From the entries below, reproduce exactly the line containing "negative clicks: (99, 191) (174, 238)", the line containing "182L147 195L186 236L202", and every line in between, with nothing added.
+ + + +
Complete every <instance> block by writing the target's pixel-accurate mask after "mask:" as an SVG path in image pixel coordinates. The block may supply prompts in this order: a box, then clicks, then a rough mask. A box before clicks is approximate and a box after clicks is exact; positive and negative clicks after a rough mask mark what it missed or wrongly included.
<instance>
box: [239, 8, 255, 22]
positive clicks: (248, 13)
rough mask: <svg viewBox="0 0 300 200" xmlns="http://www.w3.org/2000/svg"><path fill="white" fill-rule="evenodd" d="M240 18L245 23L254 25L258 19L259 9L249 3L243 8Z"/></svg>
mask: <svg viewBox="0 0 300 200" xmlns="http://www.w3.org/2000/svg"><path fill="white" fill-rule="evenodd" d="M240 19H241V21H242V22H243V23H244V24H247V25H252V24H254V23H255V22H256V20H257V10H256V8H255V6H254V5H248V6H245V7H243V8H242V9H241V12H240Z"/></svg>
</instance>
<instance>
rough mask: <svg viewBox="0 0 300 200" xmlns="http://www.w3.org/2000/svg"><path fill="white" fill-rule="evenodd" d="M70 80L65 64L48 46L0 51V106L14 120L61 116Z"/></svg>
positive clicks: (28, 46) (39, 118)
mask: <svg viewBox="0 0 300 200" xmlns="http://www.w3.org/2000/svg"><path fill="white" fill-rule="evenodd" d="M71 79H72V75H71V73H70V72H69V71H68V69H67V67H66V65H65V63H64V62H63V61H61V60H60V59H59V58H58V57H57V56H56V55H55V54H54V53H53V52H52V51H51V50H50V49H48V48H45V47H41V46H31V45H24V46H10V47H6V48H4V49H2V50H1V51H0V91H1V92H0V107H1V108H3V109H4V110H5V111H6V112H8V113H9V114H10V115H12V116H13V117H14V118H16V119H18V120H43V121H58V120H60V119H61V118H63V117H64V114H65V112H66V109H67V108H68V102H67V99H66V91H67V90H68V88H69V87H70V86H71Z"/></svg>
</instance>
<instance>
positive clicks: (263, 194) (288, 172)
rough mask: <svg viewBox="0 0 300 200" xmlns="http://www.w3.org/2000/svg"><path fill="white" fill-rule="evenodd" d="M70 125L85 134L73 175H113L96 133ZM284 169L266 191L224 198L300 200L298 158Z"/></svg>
+ + + +
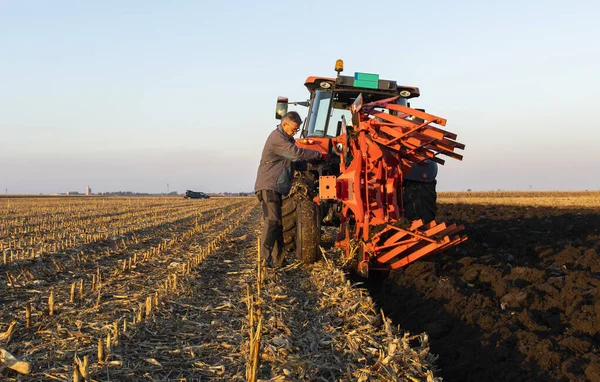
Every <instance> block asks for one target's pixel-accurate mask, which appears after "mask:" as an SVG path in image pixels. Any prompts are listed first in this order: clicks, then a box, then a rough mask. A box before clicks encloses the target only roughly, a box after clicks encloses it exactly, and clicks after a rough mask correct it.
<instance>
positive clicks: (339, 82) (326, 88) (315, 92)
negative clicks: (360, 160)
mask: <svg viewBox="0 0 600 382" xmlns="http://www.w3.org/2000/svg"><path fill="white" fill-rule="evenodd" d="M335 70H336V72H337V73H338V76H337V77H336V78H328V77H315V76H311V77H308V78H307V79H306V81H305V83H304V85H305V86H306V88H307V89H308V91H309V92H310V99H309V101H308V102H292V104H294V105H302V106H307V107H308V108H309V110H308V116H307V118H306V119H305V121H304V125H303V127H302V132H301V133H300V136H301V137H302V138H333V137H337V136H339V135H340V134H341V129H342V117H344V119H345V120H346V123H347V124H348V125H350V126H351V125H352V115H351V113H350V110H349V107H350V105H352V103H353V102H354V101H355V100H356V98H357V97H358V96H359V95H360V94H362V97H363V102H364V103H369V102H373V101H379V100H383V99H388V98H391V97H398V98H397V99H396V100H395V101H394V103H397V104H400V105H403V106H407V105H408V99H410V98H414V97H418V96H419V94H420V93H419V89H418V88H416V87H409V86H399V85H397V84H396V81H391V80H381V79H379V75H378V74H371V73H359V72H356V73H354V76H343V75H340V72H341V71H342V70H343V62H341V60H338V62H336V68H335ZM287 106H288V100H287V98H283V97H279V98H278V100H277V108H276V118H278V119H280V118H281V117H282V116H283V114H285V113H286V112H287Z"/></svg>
+ + + +
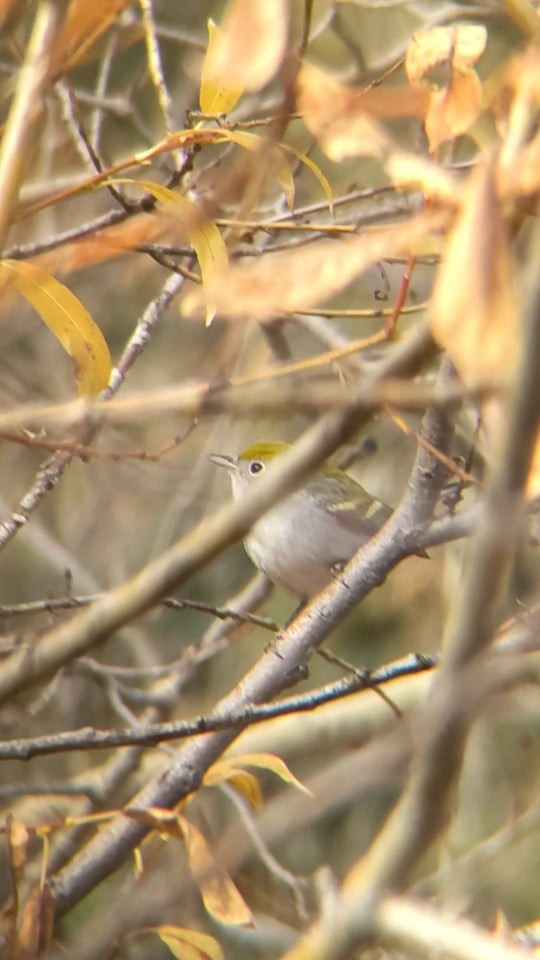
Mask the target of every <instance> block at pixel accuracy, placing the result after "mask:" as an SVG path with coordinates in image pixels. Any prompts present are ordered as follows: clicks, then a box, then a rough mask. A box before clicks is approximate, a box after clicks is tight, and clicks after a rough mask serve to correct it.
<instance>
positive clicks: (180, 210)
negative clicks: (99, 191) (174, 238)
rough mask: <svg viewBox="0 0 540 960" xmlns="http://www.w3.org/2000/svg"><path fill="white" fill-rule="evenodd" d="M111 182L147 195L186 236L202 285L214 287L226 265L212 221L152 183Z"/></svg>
+ + + +
### RESULT FOR THIS EXERCISE
negative clicks: (99, 191) (174, 238)
rough mask: <svg viewBox="0 0 540 960" xmlns="http://www.w3.org/2000/svg"><path fill="white" fill-rule="evenodd" d="M111 182L147 195L186 236L202 285L214 287L226 265L212 221L152 183Z"/></svg>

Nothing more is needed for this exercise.